保存項目

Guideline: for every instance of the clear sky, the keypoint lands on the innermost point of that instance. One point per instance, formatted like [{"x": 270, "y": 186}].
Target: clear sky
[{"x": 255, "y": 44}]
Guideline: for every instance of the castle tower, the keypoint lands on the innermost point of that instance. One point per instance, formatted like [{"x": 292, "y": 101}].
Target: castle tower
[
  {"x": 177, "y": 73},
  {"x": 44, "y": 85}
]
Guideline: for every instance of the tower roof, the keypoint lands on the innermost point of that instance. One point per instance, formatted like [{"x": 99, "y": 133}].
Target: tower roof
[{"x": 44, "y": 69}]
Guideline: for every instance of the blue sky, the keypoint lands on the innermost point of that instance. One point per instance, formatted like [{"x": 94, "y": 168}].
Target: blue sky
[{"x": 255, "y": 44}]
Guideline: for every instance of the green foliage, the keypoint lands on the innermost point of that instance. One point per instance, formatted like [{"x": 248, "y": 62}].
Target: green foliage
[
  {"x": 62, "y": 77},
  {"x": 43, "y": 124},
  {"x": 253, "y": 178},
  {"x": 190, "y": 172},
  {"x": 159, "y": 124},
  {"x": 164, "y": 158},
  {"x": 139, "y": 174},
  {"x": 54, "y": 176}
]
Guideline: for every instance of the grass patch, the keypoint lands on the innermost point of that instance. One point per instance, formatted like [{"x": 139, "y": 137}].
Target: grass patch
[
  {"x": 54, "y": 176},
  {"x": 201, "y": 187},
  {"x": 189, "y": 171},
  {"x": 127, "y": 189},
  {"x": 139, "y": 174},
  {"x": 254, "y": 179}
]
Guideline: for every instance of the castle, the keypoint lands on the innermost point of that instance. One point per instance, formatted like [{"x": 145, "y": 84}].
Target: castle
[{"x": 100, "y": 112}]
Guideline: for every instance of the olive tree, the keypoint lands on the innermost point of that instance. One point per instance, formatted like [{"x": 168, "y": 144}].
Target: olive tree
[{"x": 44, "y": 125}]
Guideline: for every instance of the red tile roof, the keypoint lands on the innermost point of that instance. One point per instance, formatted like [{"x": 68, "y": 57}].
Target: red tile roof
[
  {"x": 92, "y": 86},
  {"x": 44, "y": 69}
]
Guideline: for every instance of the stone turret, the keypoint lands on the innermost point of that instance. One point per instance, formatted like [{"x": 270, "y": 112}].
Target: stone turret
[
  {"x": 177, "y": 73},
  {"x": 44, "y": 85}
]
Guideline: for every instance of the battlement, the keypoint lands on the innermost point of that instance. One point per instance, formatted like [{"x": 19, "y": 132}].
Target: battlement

__課題の内容__. 「Guideline: for every instance of the battlement, the」を含む行から記録の最後までを、一字一句変えずに書き写しなさい。

__記述解答__.
Guideline: for every instance of the battlement, the keypoint lands on the innermost point of that instance. One point per instance, formatted like [{"x": 19, "y": 132}].
Target: battlement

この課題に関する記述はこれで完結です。